*The problem*: Locate each line in the entries below that contains the word "forest" and copy those lines.

--- begin Exercise materials ---

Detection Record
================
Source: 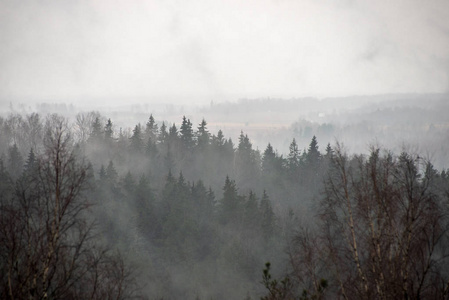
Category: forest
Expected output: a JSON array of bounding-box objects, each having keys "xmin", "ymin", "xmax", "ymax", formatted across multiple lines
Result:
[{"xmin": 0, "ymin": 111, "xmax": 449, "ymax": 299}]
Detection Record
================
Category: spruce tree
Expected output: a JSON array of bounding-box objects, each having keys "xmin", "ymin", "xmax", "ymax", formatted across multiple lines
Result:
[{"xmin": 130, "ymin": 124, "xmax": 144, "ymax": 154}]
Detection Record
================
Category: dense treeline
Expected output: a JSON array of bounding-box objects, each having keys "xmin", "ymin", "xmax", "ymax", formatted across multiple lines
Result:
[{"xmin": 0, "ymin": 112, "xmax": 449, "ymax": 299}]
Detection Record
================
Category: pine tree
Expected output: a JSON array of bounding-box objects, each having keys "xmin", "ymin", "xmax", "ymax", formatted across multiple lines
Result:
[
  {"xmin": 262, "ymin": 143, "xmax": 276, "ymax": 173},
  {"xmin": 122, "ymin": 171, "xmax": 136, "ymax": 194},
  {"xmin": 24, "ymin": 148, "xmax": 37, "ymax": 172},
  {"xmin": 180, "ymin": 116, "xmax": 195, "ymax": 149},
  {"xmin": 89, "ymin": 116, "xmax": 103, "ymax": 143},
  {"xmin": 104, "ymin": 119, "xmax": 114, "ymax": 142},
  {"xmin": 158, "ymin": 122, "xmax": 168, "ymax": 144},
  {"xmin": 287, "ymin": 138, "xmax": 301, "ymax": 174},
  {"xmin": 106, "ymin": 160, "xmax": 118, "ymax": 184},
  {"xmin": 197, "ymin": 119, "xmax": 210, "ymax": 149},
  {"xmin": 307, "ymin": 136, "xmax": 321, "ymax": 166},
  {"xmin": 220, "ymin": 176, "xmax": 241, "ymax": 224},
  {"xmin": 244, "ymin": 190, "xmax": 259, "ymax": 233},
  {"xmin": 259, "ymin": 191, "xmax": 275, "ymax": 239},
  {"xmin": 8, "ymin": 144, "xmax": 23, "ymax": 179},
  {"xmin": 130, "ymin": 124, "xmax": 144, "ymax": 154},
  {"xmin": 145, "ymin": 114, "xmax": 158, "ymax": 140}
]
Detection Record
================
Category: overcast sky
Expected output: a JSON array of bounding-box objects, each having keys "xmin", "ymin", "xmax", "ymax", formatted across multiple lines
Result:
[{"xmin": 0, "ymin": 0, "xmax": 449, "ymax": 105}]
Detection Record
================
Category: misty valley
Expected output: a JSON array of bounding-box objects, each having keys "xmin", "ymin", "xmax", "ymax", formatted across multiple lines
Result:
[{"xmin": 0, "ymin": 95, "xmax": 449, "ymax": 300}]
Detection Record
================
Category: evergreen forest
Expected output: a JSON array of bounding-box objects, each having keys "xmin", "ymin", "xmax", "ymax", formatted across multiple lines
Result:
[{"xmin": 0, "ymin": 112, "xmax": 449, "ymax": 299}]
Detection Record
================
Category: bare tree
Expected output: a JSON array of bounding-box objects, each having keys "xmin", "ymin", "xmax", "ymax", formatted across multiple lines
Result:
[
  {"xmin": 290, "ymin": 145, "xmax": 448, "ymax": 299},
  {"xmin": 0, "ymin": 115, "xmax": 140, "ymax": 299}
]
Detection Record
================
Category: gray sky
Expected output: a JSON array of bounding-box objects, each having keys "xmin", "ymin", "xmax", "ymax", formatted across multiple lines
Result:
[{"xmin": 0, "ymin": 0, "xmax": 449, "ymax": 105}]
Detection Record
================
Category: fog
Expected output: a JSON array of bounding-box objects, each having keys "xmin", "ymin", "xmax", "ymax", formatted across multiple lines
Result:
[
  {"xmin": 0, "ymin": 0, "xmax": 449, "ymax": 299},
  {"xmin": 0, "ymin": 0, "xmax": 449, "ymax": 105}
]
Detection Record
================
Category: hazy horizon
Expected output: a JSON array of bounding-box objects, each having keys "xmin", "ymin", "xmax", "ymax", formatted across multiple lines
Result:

--- end Exercise materials ---

*Exercise solution*:
Category: forest
Category: evergreen forest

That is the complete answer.